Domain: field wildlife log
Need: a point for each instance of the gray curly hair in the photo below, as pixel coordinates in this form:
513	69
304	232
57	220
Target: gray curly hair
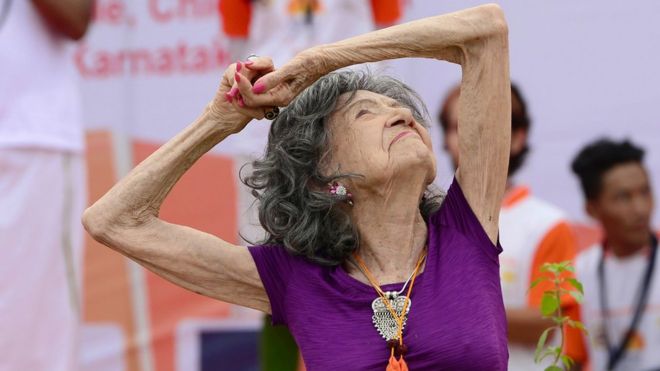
291	184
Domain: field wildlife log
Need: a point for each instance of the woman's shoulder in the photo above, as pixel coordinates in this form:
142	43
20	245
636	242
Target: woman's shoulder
456	215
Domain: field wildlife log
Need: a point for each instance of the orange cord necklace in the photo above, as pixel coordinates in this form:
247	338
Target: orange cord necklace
393	364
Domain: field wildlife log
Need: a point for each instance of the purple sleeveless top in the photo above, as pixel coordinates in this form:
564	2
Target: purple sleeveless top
456	321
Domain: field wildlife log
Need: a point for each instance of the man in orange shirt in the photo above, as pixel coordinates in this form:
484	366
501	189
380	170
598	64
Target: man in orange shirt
621	307
532	232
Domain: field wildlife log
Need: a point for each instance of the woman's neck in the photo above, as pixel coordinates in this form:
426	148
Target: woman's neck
392	235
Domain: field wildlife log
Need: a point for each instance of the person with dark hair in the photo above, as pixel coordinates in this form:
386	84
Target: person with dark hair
620	275
365	263
532	231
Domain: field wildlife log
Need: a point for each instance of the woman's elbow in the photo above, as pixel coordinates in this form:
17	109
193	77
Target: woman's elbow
498	25
96	224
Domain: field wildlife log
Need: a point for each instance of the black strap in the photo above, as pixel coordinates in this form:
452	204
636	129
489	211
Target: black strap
4	12
615	354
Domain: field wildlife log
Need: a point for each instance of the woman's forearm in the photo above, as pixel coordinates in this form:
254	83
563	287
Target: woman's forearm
70	17
138	196
447	37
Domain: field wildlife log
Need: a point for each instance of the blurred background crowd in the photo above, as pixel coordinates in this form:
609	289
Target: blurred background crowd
89	88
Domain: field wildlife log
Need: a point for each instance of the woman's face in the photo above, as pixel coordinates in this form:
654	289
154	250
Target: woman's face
378	137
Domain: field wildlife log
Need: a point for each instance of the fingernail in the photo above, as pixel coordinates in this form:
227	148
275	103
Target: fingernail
259	88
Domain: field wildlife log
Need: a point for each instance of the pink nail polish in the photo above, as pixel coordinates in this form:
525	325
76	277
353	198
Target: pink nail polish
259	88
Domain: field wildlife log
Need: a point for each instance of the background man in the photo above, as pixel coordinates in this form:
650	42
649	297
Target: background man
532	232
42	184
621	308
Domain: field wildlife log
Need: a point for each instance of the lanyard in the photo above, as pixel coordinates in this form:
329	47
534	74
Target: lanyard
616	353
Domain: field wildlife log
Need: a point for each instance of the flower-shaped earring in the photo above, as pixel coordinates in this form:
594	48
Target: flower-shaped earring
341	193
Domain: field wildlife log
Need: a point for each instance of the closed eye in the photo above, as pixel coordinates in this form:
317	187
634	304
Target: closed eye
362	112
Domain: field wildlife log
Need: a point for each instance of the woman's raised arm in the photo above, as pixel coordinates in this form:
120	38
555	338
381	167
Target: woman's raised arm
126	218
475	38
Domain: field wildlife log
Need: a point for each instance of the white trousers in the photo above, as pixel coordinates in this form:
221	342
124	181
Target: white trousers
42	195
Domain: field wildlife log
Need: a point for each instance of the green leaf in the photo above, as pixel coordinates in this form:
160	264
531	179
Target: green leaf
549	303
541	343
577	295
576	324
537	281
551	351
577	284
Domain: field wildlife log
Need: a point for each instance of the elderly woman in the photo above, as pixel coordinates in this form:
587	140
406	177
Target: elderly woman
361	261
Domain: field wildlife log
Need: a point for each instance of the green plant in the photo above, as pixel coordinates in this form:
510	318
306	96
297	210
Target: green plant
563	283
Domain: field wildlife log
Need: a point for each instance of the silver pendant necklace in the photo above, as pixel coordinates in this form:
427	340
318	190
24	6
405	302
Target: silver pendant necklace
385	324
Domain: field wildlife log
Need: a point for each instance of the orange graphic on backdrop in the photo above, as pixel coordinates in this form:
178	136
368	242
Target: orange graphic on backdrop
303	6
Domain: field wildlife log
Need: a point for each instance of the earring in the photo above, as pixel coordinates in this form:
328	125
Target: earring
340	192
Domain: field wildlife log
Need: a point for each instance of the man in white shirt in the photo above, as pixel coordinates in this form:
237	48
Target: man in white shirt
621	308
42	184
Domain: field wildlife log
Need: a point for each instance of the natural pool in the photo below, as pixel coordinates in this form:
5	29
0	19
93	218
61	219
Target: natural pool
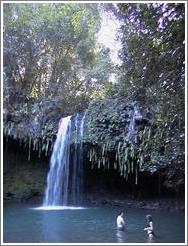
24	224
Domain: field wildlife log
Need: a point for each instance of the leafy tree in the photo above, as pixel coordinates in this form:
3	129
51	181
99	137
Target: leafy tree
153	74
50	51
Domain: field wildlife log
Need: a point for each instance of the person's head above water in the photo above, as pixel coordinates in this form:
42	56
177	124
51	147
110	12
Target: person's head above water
149	218
121	214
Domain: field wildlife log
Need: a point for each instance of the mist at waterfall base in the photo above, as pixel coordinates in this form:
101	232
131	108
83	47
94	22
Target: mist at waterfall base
65	177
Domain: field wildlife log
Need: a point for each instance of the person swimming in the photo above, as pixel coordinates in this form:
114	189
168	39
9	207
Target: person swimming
120	221
149	227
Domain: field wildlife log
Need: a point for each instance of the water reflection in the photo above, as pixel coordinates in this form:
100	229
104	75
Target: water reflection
121	236
50	227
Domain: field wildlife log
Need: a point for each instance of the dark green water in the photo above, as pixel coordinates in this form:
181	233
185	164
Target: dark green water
92	225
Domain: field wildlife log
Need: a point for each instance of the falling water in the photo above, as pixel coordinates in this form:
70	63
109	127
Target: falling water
57	180
65	177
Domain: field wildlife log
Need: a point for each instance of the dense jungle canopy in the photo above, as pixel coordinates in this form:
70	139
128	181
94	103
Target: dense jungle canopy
55	66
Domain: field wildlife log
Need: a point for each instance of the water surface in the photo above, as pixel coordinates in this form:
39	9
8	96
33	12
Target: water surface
24	224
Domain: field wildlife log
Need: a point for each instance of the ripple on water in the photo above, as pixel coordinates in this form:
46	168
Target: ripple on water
58	208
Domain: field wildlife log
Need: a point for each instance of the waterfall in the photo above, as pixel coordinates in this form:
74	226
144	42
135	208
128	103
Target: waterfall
65	177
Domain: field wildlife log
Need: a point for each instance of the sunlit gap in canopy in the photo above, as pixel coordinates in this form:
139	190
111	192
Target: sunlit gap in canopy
107	35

Direction » Write out all the entries word for word, but skip any images.

Exercise output »
Domain: field wildlife log
Need: a point for each instance of the gray curly hair in the photo below, as pixel coordinates in this form:
513	69
304	232
57	220
Target: gray curly hair
291	184
Domain: field wildlife log
Need: a point for each instance of the woman's shoulder in the photo above, as pixel coordinates in this form:
142	43
20	245
636	242
Target: woman's shoulder
456	215
Domain: field wildlife log
Need: a point for each instance of the orange cord necklace in the photo above, as pixel coordinates in this form:
247	338
Target: orange cord necklace
393	364
Domain: field wildlife log
Need: a point for each instance of the purple sleeveless top in the photo above, as pixel coordinates in this form:
564	2
Target: purple sleeveless top
456	321
Domain: field wildlife log
Need: a point for each instance of the man in orange shirt in the photo above, as pixel coordinates in this form:
484	366
501	189
380	170
598	64
Target: man in orange shirt
621	307
532	232
Domain: field wildlife log
Need: a point for each instance of the woman's neck in the photo above, as pixel coordinates in this form:
426	148
Target: woman's neck
392	235
Domain: field wildlife log
Need: a point for each instance of the person with dark hair in the photo above, as pixel coordinates in this form:
386	84
Target: person with dark hair
620	275
365	263
532	231
Domain: field wildlife log
Need: a point for each instance of the woman's elbow in the photo above, as pixel coordinates in this form:
17	109
193	77
Target: woman's elbow
498	25
96	224
Domain: field wildlife log
Need: a point for each instance of the black strap in the photo above, as pixel coordinates in this form:
452	204
636	129
489	211
Target: black strap
4	12
615	354
Domain: field wildlife log
Need: a point for each instance of the woman's forearm in the photo above, as pixel coordinates in this form:
254	83
563	287
Target: woman's forearm
70	17
138	196
447	37
Domain: field wildlife log
Need: a point for each instance of the blurred background crowd in the photo above, as pixel coordinates in this form:
609	289
Target: blurred background crowd
89	88
Domain: field wildlife log
Need: a point for each instance of the woman's face in the photo above, as pixel coordinates in this form:
654	289
154	250
Target: woman's face
378	137
Domain: field wildlife log
Need: a point for each instance of the fingernail in the photo above, as pixel coordinates in this form:
227	148
275	103
Target: fingernail
259	88
Domain: field wildlife log
Need: a point for each instance of the pink nail polish in the photo above, as pixel coordinates in this form:
525	325
76	277
353	198
Target: pink nail polish
259	88
Domain: field wildlife log
Need: a point for each instance of the background man in the photo above, as pixel coordinates in this form:
650	42
649	297
Target: background man
532	232
42	184
621	308
Domain: field wildlife log
Need: a point for each instance of the lanyard in the photo above, as pixel coordinates in this form:
329	47
534	74
Target: lanyard
616	353
Domain: field wildlife log
Need: a point for each instance of the flower-shaped earring in the photo above, as pixel coordinates in this form:
594	48
Target: flower-shaped earring
341	193
Domain: field wildlife log
Need: a point for each instance of the closed eye in the photo above, as pixel coordinates in this form:
317	187
634	304
Target: closed eye
362	112
Domain: field wildlife log
Need: a point for each instance of the woman's raised arm in the photo above, as pixel coordinates in this form:
120	38
555	338
381	167
Target: woman's raised arm
126	218
475	38
Domain: field wildlife log
Need: a point for each instance of the white trousers in the photo above, as pixel coordinates in this form:
221	342
124	181
Target: white trousers
42	195
Domain: field wildlife log
Need: a point for each instance of the green leaf in the photo above, as pixel coordinates in this form:
160	264
531	179
Target: green leaf
549	303
541	343
577	295
576	324
537	281
551	351
577	284
Domain: field wildlife log
Need: a point for each instance of the elderly woman in the photo above, as pixel coordinates in this form:
587	140
406	177
Target: elderly woman
361	261
Domain: field wildlife log
Need: a point for each instance of the green plant in the photo above, as pixel coordinates in this form:
510	318
306	96
297	210
Target: green plant
563	283
Domain: field wildlife log
Need: a point for each instance of the silver pendant necklace in the photo above, as pixel coordinates in this form:
427	340
318	190
24	6
405	302
Target: silver pendant necklace
385	324
Domain: field wildlife log
Need: a point for each instance of the orange graphic on backdrop in the photo above, as pixel coordinates in this form:
178	136
368	242
Target: orange graphic on backdrop
303	6
Domain: field wildlife log
Need: a point for each instance of the earring in the photo above, as pixel coordinates in this form:
328	125
Target: earring
340	192
Domain: field wildlife log
Need: a point for each instance of the man in white shirt in the photo above, as pixel coordinates in this form:
237	48
Target: man in white shirt
621	308
42	184
Domain: field wildlife log
Need: a point for each instance of the natural pool in the photo below, as pixel coordinates in this form:
5	29
0	19
93	218
61	219
Target: natural pool
24	224
Domain: field wildlife log
Need: a point for each instance of the leafy tree in the photo above, as pixel coordinates in this form:
3	129
51	181
99	137
Target: leafy tree
153	74
50	51
Domain: field wildlife log
Need: a point for each instance of the person's head above water in the photo above, as pixel coordinates in this form:
42	56
177	124
51	147
110	12
Target: person's head above water
149	218
121	214
Domain: field wildlife log
Need: a point for each instance of the mist at waterfall base in the photo above, as pixel coordinates in this form:
101	232
131	108
83	47
94	22
Target: mist at waterfall base
65	177
Domain: field wildlife log
Need: a point for each instance of the person swimming in the photo above, as pixel coordinates in this form:
114	189
168	39
9	207
Target: person swimming
120	221
149	227
Domain: field wildlife log
Need: a point for each instance of the water reflection in the photo above, as pixel coordinates in this form:
100	229
104	75
Target: water reflection
121	236
50	227
Domain: field wildlife log
Need: a point for each instance of the dark green water in the photo above, as pixel coordinates in this form:
181	233
185	164
Target: dark green water
92	225
Domain: field wildlife log
Need: a point for each instance of the falling water in the photo above, as pixel coordinates in this form:
70	63
109	127
Target: falling water
57	180
65	177
Domain: field wildlife log
Need: a point for each instance of the dense jungle canopy in the photo above, as pixel coordinates in this form:
70	139
128	181
94	103
Target: dense jungle canopy
55	66
Domain: field wildlife log
Need: a point for each instance of the water surface in the photo above, as pixel coordinates in this form:
39	9
8	96
33	12
Target: water surface
24	224
Domain: field wildlife log
Need: a point for each instance of the ripple on water in the photo above, as pixel coordinates in this form:
46	168
Target: ripple on water
58	208
Domain: field wildlife log
Need: a point for each instance of the waterfall in the photo above, as pixel coordinates in this form:
74	226
144	42
135	208
128	103
Target: waterfall
65	177
Domain: field wildlife log
Need: a point for each instance of the sunlit gap in canopy in the photo above, as pixel coordinates in this form:
139	190
111	192
Target: sunlit gap in canopy
107	35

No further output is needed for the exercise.